• [Problem requirements]:
An exact transcription of every entry is required. Images are not part of it.

Stored data entries:
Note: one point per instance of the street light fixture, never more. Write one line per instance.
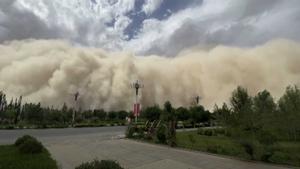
(136, 85)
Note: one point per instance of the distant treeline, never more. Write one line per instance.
(15, 112)
(260, 117)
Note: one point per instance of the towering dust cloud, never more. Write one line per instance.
(51, 72)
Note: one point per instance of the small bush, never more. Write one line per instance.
(279, 157)
(161, 134)
(29, 145)
(130, 131)
(219, 131)
(22, 139)
(192, 139)
(208, 132)
(103, 164)
(267, 138)
(200, 131)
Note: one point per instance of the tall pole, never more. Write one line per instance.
(137, 85)
(76, 95)
(197, 99)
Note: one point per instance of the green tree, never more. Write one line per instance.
(289, 107)
(151, 113)
(122, 115)
(182, 114)
(100, 114)
(199, 114)
(223, 115)
(33, 113)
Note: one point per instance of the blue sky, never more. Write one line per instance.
(151, 27)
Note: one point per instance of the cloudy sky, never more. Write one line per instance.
(147, 27)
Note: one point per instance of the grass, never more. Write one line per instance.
(283, 152)
(213, 144)
(11, 158)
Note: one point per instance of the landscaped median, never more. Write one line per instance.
(26, 153)
(216, 141)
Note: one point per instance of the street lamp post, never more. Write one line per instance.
(136, 85)
(76, 95)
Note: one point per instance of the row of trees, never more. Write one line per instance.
(260, 117)
(194, 114)
(14, 112)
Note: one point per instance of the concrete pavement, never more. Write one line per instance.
(71, 147)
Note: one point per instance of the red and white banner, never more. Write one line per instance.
(136, 109)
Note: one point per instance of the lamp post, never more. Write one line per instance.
(136, 85)
(197, 98)
(76, 95)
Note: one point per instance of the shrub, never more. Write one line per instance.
(200, 131)
(22, 139)
(30, 146)
(267, 138)
(192, 138)
(130, 131)
(279, 157)
(161, 134)
(208, 132)
(219, 131)
(103, 164)
(253, 148)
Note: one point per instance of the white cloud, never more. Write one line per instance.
(103, 24)
(228, 22)
(151, 5)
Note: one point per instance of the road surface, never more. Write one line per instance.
(70, 147)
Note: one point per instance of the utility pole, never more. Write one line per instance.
(197, 98)
(76, 95)
(136, 85)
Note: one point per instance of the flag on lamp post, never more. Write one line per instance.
(136, 109)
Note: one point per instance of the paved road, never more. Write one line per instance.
(71, 147)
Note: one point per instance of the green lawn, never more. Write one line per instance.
(11, 158)
(283, 152)
(213, 144)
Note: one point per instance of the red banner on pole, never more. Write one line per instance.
(136, 109)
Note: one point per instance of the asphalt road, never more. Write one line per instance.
(70, 147)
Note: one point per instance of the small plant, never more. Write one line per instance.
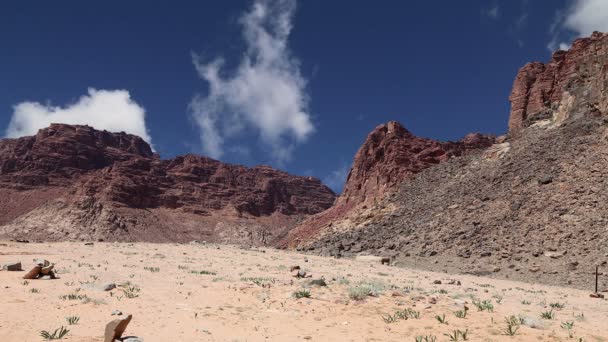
(441, 319)
(484, 306)
(365, 289)
(260, 281)
(462, 313)
(458, 335)
(131, 291)
(513, 324)
(547, 314)
(73, 296)
(402, 315)
(568, 325)
(301, 294)
(56, 335)
(72, 320)
(203, 272)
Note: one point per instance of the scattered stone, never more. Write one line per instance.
(12, 266)
(108, 286)
(116, 328)
(33, 273)
(533, 322)
(318, 282)
(132, 339)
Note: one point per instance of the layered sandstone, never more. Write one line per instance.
(572, 83)
(90, 178)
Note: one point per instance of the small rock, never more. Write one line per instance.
(318, 282)
(132, 339)
(533, 322)
(108, 286)
(116, 328)
(12, 266)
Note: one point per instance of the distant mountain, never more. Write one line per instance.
(75, 182)
(531, 206)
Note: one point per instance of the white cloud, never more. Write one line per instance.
(492, 12)
(337, 178)
(111, 110)
(580, 19)
(266, 93)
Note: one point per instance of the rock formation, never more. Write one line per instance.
(572, 83)
(530, 207)
(70, 181)
(389, 156)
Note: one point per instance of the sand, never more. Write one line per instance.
(248, 295)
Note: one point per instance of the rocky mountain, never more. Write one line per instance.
(389, 156)
(532, 206)
(74, 182)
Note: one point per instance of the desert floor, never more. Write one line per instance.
(222, 293)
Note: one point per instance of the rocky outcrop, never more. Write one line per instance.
(391, 154)
(90, 178)
(572, 83)
(530, 207)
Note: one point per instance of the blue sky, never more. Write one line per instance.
(301, 84)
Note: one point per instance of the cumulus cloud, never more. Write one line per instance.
(265, 95)
(337, 178)
(492, 12)
(579, 19)
(111, 110)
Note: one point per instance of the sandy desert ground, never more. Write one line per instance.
(220, 293)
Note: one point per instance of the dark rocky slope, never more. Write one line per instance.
(74, 182)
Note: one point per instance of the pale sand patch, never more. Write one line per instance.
(175, 304)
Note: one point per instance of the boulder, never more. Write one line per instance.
(116, 328)
(12, 266)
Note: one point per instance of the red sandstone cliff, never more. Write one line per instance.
(76, 182)
(571, 83)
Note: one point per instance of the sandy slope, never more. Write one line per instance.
(175, 304)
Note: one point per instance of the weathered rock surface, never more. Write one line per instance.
(572, 84)
(74, 182)
(531, 207)
(389, 156)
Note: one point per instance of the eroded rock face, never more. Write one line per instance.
(572, 83)
(391, 154)
(100, 179)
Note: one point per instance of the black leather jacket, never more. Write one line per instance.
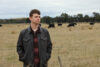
(25, 46)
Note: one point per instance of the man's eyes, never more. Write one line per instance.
(37, 17)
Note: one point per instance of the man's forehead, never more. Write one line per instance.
(35, 14)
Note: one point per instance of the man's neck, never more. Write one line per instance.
(34, 27)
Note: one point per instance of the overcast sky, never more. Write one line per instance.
(21, 8)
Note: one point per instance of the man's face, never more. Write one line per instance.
(35, 18)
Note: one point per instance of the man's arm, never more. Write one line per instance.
(20, 49)
(49, 47)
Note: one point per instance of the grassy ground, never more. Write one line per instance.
(77, 46)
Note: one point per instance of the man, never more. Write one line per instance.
(34, 44)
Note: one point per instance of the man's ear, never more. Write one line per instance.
(29, 18)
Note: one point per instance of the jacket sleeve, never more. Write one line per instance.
(49, 47)
(20, 49)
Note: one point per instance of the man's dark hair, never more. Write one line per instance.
(34, 11)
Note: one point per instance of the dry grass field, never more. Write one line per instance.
(78, 46)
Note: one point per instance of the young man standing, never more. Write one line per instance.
(34, 44)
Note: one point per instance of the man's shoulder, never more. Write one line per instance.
(44, 29)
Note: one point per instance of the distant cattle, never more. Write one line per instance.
(0, 25)
(51, 26)
(40, 25)
(92, 23)
(59, 24)
(71, 24)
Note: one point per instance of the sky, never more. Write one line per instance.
(21, 8)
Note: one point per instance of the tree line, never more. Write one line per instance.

• [Reply]:
Note: one point per instance of the street light fixture, never more. Write one line per instance.
(136, 85)
Note: one point per instance of the distant treeline, never more. Write one line per instance.
(15, 112)
(260, 117)
Note: one point per instance of the towering dust cloud, never more. Write one line per instance.
(51, 72)
Note: one point per instance of the small bush, never more. Write one line per instance.
(279, 157)
(161, 134)
(29, 145)
(130, 131)
(219, 131)
(22, 139)
(192, 139)
(208, 132)
(103, 164)
(267, 138)
(200, 131)
Note: one point per instance of the tall pole, never more. Write one line per instance.
(137, 85)
(76, 95)
(197, 99)
Note: one point per instance of the green tree, never more. Write one line per instance.
(289, 107)
(151, 113)
(122, 115)
(182, 114)
(100, 114)
(199, 114)
(223, 115)
(33, 113)
Note: one point per instance of the blue sky, never more. Write one line per instance.
(151, 27)
Note: one point per instance of the cloudy sky, never more. Write one line per instance.
(147, 27)
Note: one point per instance of the grass, never more. Write one line per instance.
(283, 152)
(213, 144)
(11, 158)
Note: one point per instance of the landscaped median, never more. Write one line per instance.
(26, 153)
(216, 141)
Note: one point per instance of the street lamp post, never more. Write one line per instance.
(136, 85)
(76, 95)
Note: one point per instance of the row of trees, never more. Write one line per instance.
(260, 117)
(194, 114)
(14, 112)
Note: one point per instance of the concrete pavement, never more. Write one line per instance.
(71, 147)
Note: one point per instance of the red and white banner, never more. Write one line per instance.
(136, 109)
Note: one point per instance of the lamp post, never more. Write one line per instance.
(136, 85)
(197, 98)
(76, 95)
Note: one point per instance of the shrub, never more. Write one line per instance.
(200, 131)
(22, 139)
(30, 146)
(267, 138)
(192, 138)
(130, 131)
(279, 157)
(161, 134)
(208, 132)
(219, 131)
(103, 164)
(253, 148)
Note: one point per instance of the white cloud, never more. Write one line per instance.
(103, 24)
(228, 22)
(151, 5)
Note: one point per instance of the road surface, never more. Write one line per instance.
(70, 147)
Note: one point per instance of the utility pole, never more. Write one line per instance.
(197, 98)
(76, 95)
(136, 85)
Note: one point per instance of the flag on lamp post, never more. Write one line per instance.
(136, 109)
Note: one point per instance of the paved road, never more. Write one line per instance.
(71, 147)
Note: one point per instance of the green lawn, never more. Write one line per instance.
(11, 158)
(283, 152)
(213, 144)
Note: one point per instance of the red banner on pole, never more. Write one line per instance.
(136, 109)
Note: one point per instance of the asphalt road, never more. Write one line per instance.
(70, 147)
Note: one point per instance of the small plant, never more. Write one line per instance.
(441, 319)
(484, 306)
(365, 289)
(260, 281)
(462, 313)
(458, 335)
(131, 291)
(513, 324)
(547, 314)
(73, 296)
(402, 315)
(568, 325)
(301, 294)
(56, 335)
(72, 320)
(203, 272)
Note: one point per instance of the scattered stone, never more. Write one line per instance.
(12, 266)
(108, 286)
(116, 328)
(33, 273)
(533, 322)
(318, 282)
(132, 339)
Note: one point per instance of the layered sandstone, never more. Write one line per instance.
(572, 83)
(90, 178)
Note: one point per instance of the small rock, never more. Write one line per instance.
(318, 282)
(132, 339)
(533, 322)
(108, 286)
(116, 328)
(12, 266)
Note: one point per instance of the distant mountain, never more. Write one line per instance.
(75, 182)
(531, 206)
Note: one point per instance of the white cloud, never more. Write one line per instance.
(492, 12)
(337, 178)
(111, 110)
(580, 19)
(266, 93)
Note: one point per instance of the rock formation, never more. Write one line per instance.
(572, 83)
(530, 207)
(70, 181)
(389, 156)
Note: one point per instance of the sand, never more. Write one line per instance.
(248, 295)
Note: one point per instance of the rocky mountain, never more. Write one line per instance.
(389, 156)
(532, 206)
(74, 182)
Note: one point per instance of the desert floor, never more. Write one line per instance.
(222, 293)
Note: one point per instance of the rocky outcrop, never more. Write one line per instance.
(391, 154)
(90, 178)
(572, 83)
(530, 207)
Note: one point per instance of the blue sky, never more. Write one line per instance.
(301, 84)
Note: one point per instance of the cumulus cloud, never more. Write one line per instance.
(265, 95)
(337, 178)
(492, 12)
(579, 19)
(111, 110)
Note: one point per instance of the sandy desert ground, never more. Write one line per instance.
(220, 293)
Note: one point per instance of the dark rocky slope, never more. Write one line per instance.
(74, 182)
Note: one point per instance of the pale sand patch, never more. Write one line per instance.
(175, 304)
Note: one point per instance of the boulder, never more. Write one line per instance.
(116, 328)
(12, 266)
Note: one point per instance of the red sandstone cliff, never more. Write one line per instance.
(76, 182)
(571, 83)
Note: one point per instance of the sandy slope, never more. Write one line per instance.
(175, 304)
Note: one point per instance of the weathered rock surface, never more. Write one line per instance.
(572, 84)
(74, 182)
(531, 207)
(389, 156)
Note: one point per instance of the eroded rock face, never more. Write one line per instance.
(572, 83)
(391, 154)
(100, 179)
Note: one point per instance of the black leather jacket, never more. Write one line per instance.
(25, 46)
Note: one point per instance of the man's eyes, never more. Write one line per instance.
(37, 17)
Note: one point per instance of the man's forehead, never more. Write one line per instance.
(35, 14)
Note: one point per instance of the man's neck, never more. Write one line per instance.
(34, 27)
Note: one point per instance of the overcast sky, never more. Write one line per instance.
(21, 8)
Note: one point per instance of the man's face, never more. Write one line per instance.
(35, 18)
Note: one point per instance of the man's arm, never more. Write one line per instance.
(20, 49)
(49, 47)
Note: one point per instance of the grassy ground, never more. Write one line per instance.
(77, 46)
Note: one point per instance of the man, never more. Write one line per instance.
(34, 44)
Note: one point per instance of the man's ear, never more. Write one line per instance.
(29, 18)
Note: one point per instance of the jacket sleeve, never more. Write one line per instance.
(49, 47)
(20, 49)
Note: one point per instance of the man's dark hair, never more. Write one line per instance.
(34, 11)
Note: one point per instance of the dry grass field, never more. Write one line per instance.
(78, 46)
Note: one point per instance of the young man standing, never more. Write one line per instance.
(34, 44)
Note: one point per instance of the man's shoulder, never more. Write one line per instance.
(44, 29)
Note: one point per instance of the distant cattle, never more. Write one line per instance.
(0, 25)
(51, 26)
(40, 25)
(92, 23)
(59, 24)
(71, 24)
Note: one point per instance of the sky, never more. Write one line per instance.
(21, 8)
Note: one point per instance of the tree line, never more. Write one line per instance.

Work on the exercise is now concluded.